▶ [Exercise 1] Reproduce the part of the excerpt on probate and joint ownership that starts with "Indeed, jointly owning" and goes on through "a death certificate.".
▶ [Exercise 2] Pick up the excerpt on probate and joint ownership right after its last sentence and keep writing.

Probate is the legal process that resolves the question of ownership. People are often told to avoid probate by owning assets are "joint tenants".

Indeed, jointly owning property can prevent probate. If two people have a joint bank account, then the other can still get the money out if one dies. With jointly owned real estate, you can easily get the other person's name taken off the property with a death certificate.

But joint ownership is not a very good solution in most cases. Here is why:

Legal and Tax Liability

Putting additional names on a title (especially names in addition to a husband and a wife) can open up the property to all kinds of legal and tax trouble. You see, jointly owned property is usually considered to be 100% owned by both parties. So putting your kids' names on your house might seem like a good idea at first in order to avoid probate, until little Johnny has the IRS breathing down his neck for not paying some old taxes, or when Johnny's little business fails and his creditors come knocking, or until Johnny gets sued for hurting somebody and the plaintiffs come looking for all of Johnny's assets. Your house is one of his assets. His name is right there on the dead.

Data items
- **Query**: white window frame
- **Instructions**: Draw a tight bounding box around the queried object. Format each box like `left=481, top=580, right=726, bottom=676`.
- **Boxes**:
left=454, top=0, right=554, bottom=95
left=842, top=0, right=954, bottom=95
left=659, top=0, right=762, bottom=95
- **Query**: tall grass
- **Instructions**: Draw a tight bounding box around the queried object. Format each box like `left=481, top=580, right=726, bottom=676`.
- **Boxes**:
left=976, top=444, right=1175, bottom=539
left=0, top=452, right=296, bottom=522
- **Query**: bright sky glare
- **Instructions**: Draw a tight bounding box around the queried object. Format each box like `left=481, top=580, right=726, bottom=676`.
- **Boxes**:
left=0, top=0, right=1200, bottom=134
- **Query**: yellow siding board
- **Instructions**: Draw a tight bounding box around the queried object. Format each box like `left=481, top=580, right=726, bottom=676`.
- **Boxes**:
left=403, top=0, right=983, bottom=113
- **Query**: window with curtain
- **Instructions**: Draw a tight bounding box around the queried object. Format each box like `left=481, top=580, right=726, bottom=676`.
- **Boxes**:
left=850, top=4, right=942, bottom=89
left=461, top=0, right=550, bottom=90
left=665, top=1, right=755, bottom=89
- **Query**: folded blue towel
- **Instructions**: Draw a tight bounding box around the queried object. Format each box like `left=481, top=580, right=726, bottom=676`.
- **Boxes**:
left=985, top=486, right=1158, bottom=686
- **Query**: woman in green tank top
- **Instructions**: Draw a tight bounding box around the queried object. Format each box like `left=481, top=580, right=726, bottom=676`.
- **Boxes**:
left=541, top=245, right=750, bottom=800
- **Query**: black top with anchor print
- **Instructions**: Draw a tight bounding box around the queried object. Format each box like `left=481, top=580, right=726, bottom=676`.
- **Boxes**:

▶ [Reply 1]
Indeed, jointly owning property can prevent probate. If two people have a joint bank account, then the other can still get the money out if one dies. With jointly owned real estate, you can easily get the other person's name taken off the property with a death certificate.

▶ [Reply 2]
Gift Tax Problems

Besides all the risks, simply putting your child's name on a piece of real estate may trigger very large gift taxes. Simply adding Johnny's name to the title of your house (with say $150,000 equity) just made him a 50% owner for gift tax purposes. On paper, you have given him $75,000 and you are subject to a large gift tax liability.

Loss of Stepup in Basis

It is an income tax disaster when you "inherit" property via joint ownership.

If the property comes by joint ownership, it does not get a step-up in basis. When you sell the property, you pay income tax on all of the profit. This can cost a lot in income taxes.

EXAMPLE 1:

Say your mother has a house now worth $150,000. She has had it for the last 20 years since your dad passed away (when they only paid $40,000 for it). Someone convinces her to put your name on the title so you can avoid probate when she dies. Without going into the gift tax problem, let's just say that you are now on the title as a joint owner.

When she dies, you become the sole owner of the property, and you wish to sell it immediately. When you sell the property for $150,000, you are now liable for income taxes of the difference of the selling price ($150,000) and the original basis ($40,000). You now owe income tax on an extra $110,000 this year! Say goodbye to about $25,000 of your money.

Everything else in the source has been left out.